## [EXERCISE INPUT]
......
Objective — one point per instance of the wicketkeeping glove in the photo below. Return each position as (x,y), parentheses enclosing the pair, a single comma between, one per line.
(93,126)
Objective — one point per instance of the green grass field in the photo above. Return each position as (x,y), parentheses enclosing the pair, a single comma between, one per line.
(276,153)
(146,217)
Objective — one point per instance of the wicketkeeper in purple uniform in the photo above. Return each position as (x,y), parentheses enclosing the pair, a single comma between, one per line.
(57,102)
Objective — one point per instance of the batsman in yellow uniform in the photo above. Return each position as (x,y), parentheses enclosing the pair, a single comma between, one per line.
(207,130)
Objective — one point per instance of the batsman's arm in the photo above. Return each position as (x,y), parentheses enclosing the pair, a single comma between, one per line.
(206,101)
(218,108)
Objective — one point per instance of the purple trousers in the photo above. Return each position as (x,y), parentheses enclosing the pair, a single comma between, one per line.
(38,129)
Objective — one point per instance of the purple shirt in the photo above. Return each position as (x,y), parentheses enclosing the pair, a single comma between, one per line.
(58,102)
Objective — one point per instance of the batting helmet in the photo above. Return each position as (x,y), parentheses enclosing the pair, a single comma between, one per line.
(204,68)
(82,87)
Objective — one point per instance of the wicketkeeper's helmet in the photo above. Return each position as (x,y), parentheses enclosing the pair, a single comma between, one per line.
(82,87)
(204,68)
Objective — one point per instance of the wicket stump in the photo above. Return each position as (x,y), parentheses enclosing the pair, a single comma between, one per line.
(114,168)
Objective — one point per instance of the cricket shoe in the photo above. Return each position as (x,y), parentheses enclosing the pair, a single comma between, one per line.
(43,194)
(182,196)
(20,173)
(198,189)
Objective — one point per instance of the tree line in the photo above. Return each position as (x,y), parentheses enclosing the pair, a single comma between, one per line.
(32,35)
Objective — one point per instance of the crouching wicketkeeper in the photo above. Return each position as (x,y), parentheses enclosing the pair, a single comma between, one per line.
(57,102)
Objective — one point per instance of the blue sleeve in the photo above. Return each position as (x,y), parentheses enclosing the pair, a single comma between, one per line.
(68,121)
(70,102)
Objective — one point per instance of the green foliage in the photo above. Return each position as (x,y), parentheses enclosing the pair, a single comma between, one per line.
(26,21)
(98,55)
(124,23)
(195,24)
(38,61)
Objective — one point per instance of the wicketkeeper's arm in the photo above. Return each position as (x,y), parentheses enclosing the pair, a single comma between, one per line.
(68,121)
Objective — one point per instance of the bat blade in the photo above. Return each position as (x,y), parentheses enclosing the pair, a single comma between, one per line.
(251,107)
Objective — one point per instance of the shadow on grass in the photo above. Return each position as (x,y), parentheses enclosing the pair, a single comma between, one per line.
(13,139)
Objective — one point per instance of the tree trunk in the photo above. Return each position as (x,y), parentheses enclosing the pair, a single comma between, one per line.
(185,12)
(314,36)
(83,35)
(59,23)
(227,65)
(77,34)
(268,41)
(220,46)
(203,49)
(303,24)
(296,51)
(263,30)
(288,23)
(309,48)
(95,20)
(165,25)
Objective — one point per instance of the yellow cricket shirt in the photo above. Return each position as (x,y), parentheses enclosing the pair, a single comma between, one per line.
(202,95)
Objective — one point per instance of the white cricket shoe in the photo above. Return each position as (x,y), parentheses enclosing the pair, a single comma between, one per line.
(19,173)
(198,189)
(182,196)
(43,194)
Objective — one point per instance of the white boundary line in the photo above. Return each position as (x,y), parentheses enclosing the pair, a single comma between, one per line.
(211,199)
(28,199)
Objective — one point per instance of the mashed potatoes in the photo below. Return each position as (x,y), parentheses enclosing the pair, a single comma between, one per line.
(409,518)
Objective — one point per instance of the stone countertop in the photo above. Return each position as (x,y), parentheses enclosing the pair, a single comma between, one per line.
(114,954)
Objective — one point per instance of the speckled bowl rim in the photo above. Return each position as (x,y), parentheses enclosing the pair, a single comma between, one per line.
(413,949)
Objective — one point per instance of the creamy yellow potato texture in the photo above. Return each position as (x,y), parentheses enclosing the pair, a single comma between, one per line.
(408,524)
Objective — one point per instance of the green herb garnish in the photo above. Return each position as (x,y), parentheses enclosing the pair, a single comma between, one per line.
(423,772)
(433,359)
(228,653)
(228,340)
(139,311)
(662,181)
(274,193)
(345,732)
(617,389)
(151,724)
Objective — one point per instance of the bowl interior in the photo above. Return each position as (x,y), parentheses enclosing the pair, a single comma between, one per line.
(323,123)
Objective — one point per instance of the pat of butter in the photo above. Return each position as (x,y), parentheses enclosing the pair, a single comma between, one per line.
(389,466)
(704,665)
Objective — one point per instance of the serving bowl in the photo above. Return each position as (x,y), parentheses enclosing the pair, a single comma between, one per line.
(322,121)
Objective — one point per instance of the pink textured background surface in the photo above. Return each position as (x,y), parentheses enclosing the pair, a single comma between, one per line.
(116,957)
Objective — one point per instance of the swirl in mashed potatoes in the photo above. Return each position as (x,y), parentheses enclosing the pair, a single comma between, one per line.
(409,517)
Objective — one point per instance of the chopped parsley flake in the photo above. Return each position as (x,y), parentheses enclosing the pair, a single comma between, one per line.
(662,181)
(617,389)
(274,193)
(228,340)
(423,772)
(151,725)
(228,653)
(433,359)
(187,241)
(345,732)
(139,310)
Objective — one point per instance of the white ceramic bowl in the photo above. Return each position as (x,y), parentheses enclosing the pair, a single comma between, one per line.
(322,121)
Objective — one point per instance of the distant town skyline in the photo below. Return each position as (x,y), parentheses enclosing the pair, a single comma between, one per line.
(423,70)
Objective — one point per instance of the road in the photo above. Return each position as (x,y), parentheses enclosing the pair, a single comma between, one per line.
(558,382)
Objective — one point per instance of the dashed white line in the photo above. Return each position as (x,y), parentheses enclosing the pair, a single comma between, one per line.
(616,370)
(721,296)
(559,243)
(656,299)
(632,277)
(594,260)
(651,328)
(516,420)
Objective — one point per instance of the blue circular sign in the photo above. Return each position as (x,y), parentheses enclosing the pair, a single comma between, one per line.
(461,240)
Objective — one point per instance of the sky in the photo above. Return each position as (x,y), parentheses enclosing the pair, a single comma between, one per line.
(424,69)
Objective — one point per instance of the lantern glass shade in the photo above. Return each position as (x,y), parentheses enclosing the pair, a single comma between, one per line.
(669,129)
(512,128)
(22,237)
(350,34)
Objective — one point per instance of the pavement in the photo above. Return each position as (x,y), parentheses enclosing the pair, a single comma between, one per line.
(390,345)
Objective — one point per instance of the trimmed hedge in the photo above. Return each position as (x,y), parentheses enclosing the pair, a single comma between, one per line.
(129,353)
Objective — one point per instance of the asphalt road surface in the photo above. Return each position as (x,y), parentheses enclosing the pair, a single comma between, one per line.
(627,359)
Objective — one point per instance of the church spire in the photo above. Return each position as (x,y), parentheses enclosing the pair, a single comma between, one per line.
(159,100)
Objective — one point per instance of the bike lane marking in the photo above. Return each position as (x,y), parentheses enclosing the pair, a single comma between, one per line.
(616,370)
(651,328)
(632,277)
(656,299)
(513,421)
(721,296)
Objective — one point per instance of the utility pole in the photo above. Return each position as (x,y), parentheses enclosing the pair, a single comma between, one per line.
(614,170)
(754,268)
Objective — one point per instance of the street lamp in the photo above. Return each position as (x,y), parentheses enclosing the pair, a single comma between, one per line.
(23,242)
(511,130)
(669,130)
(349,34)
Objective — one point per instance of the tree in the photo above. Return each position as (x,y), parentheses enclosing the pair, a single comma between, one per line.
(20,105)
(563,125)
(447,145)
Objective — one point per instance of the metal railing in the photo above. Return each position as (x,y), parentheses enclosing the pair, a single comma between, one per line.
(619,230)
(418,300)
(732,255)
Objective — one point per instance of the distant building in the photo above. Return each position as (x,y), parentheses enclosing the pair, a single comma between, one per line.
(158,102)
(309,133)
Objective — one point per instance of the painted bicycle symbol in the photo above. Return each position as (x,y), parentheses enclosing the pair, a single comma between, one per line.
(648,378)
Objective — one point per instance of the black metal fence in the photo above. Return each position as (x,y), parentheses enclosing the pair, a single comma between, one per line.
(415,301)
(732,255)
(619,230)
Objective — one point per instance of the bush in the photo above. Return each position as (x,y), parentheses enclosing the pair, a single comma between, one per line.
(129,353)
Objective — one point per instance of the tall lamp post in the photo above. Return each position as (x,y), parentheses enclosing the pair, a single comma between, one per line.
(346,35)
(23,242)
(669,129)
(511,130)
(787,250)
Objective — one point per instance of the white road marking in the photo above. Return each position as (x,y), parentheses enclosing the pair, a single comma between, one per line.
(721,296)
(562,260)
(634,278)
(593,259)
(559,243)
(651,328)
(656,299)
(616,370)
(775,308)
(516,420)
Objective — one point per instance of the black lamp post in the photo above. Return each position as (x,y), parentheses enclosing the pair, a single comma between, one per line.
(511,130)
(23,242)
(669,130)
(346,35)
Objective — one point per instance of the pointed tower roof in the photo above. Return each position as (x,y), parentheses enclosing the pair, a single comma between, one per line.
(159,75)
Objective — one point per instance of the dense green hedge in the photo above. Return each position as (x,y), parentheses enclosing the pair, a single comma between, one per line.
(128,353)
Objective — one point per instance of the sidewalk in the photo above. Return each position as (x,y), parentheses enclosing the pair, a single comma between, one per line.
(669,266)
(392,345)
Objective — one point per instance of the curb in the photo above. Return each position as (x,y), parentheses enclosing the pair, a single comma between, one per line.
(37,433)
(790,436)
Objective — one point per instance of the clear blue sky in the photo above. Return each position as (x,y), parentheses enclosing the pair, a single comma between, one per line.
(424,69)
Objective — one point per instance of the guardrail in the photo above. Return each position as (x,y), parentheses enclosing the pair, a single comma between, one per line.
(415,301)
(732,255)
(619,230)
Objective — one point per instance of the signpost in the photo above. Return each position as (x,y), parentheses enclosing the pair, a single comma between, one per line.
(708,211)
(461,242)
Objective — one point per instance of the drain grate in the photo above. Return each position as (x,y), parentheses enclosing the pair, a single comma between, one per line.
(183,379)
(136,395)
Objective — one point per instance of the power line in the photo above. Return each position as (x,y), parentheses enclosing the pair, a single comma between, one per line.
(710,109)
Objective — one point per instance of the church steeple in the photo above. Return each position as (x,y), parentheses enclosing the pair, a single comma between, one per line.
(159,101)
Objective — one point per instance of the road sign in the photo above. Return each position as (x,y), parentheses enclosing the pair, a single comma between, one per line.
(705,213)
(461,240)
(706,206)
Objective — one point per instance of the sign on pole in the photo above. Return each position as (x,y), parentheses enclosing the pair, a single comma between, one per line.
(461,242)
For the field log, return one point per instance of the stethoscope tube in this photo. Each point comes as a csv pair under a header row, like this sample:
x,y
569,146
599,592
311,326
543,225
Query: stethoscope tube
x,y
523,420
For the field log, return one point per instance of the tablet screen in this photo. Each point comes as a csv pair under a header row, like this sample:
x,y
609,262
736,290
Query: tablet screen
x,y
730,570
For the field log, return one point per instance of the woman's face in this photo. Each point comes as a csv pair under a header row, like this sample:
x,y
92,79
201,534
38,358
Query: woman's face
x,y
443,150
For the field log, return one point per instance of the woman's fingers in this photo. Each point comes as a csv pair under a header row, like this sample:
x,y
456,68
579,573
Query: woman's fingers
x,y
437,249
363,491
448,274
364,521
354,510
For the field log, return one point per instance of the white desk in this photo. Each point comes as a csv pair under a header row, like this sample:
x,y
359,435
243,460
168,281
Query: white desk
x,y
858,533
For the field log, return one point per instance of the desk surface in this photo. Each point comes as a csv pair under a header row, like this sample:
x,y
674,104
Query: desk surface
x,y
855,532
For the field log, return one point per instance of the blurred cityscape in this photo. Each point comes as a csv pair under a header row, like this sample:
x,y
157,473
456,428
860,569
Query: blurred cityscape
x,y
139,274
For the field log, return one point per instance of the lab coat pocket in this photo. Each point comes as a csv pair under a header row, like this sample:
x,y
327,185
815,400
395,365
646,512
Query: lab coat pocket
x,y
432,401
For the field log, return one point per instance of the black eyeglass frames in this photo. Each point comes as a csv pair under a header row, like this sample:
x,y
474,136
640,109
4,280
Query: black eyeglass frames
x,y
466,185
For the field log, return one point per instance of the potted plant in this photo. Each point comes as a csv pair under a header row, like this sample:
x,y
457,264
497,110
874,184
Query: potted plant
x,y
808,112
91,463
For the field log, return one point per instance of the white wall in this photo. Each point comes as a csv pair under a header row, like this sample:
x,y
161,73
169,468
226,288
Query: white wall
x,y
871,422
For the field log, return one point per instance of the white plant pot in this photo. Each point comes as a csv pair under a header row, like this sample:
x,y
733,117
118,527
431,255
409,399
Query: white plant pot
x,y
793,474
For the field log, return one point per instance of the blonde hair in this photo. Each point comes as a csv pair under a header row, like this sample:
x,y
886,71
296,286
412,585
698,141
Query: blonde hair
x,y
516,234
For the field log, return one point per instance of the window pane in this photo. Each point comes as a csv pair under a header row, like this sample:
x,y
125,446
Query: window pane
......
## [EXERCISE DETAILS]
Go through the entries and count the lines where the word "pane" appears; give only the count.

## [SOLUTION TO THE EXERCISE]
2